**TASK BRIEF**
Continue the devotional essay below on sleepless despair and Christ's forgiveness of sinners, picking up after its last sentence.

**TEXT PROVIDED**
━━━━━━━━
In the Darkness, Jesus is My Light

It’s the middle of the night and I’m awake again. I turn over, listening for anything that may have awoken me. We have four kids and a dog in our house. Someone is always awake. But this time it’s just me. I’m alone in the darkness and no matter what I do in the approaching hours, sleep won’t come easy.

The warm glow of my phone is only a slight comfort. Scrolling through tweets only gets me so far as the minutes inch towards dawn. I can feel the anxiety grow. Memories flood—things I haven’t thought about for ages. Failures pop up to remind me they’re still lurking in my life’s background. Sins race toward me leashed to the Accuser telling me I’m worthless.

The worst part is it’s all true. Nothing coming to light in the dark is made up. All my sins and failures, all my shortcomings and missteps, all my iniquities and transgressions are as real as the bed I’m lying in. I am what they say I am.

I’m a wretch.

The Chief of Sinners

In such moments, I deeply resonate with the Apostle Paul’s words in 1 Timothy 1:15 where he called himself the “chief of sinners.” But though these biblical words cling to me, I can’t seem to remember the words that came just before, “Christ came into the world to save sinners.”

Charles Spurgeon notes there are no adjectives between the words “save” and “sinners.” Paul does not say “rehabilitated sinners” nor “grieving sinners” nor “alarmed sinners.” He simply says “sinners.” Why does he do so? Because the word “sinners” is big enough for us all. We each find a place firmly inside that word, trapped beneath its weight, held captive to its enslaving nature.

That’s how I feel during those lonely nights awake in my bed. I feel the weight of the sinner I am. I feel as if I am the chief of sinners. But that confession is not my salvation. In the dark night of my soul, it is despair. How could anyone forgive me for what I’ve done? I don’t have peace because I don’t deserve peace. Unlike Christ on the cross, my suffering is earned. The condemnation I place upon myself is my due reward.

I am the chief of sinners. All I have to do is look at the evidence laid out.

The Coming Christ

But lest the God who loved me on the cross fail me now, he reminds me his past love is also present. “Christ came into the world.” He did not ask me to come to heaven. He came into the world. That makes all the difference. In my deepest despair, he’s not asking me to find my way to him; he’s coming to me.

Christ did not ask me to come to heaven. He came into the world

The desperateness of man’s heart makes way for the coming of Jesus Christ. In the depths of the night, the light of Christ beckons the sinner. As my wretchedness stands trial against me, my Defender draws near to the table. He takes his place at my right side and fights for me. In the moments I can’t see a positive way forward, my Savior requires nothing from me to win the battle. God will fight for me; I have only to be silent (Ex. 14:14). As my Accuser rages, my Savior silences.

To Save

But who can deny the evidence? Who can tell the wretch his sins are not as big as they seem? They are, in fact, much bigger than the sinner can fathom. The smallest is enough for eternal Hell. Stacked one on top of the other, the mound declares deserved death. But there are words coming from the Savior that my mind did not think, and my heart did not create. “There is therefore now no condemnation for those who are in Christ Jesus” (Rom. 8:1).
━━━━━━━━
**SUPPLIED INFORMATION**
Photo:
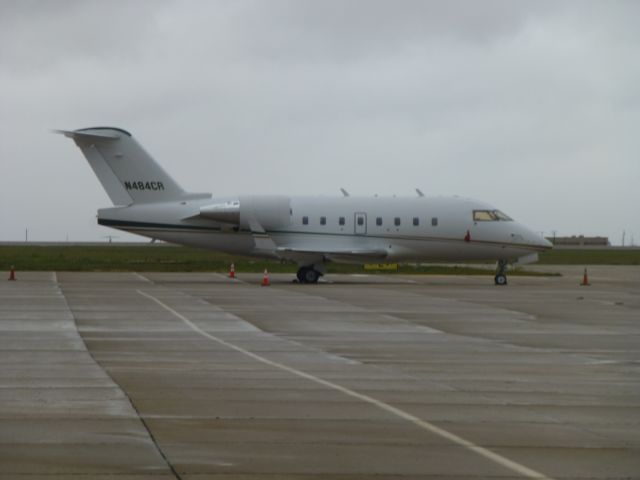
━━━━━━━━
**EXERCISE ANSWER**
Right now, alone in the darkness, exposed and anxious, I have a Friend with me.

Right now, alone in the darkness, exposed and anxious, I have a Friend with me. The one who upholds the universe by the word of his power (Heb. 1:3) comes down to me in my moment of need. No, even he could not deny the evidence. After all, it was against him I sinned. He not only saw the evil, he felt it deep within. It was rebellion against him. It was his word that I transgressed. It was his way I rejected. My Accuser speaks as an outsider, but the Insider knows it all.

And yet there is no condemnation. Not for me, for I am in him. Right now, I am innocent, not because I have not done such terrible things but because Jesus took my place and bore my punishment. My sins are many, but his mercy is more.

“The saying is trustworthy and deserving of full acceptance, that Christ Jesus came into the world to save sinners, of whom I am the foremost” (1 Tim. 1:15).

Peace I Leave with You

Eventually, sleep descends again. I’ve wrestled with God, and he hasn’t left me until he’s blessed me. My heart so troubled before finds rest in the one who died for me. My bed becomes a sanctuary. The darkness becomes light. This wretch is a saint.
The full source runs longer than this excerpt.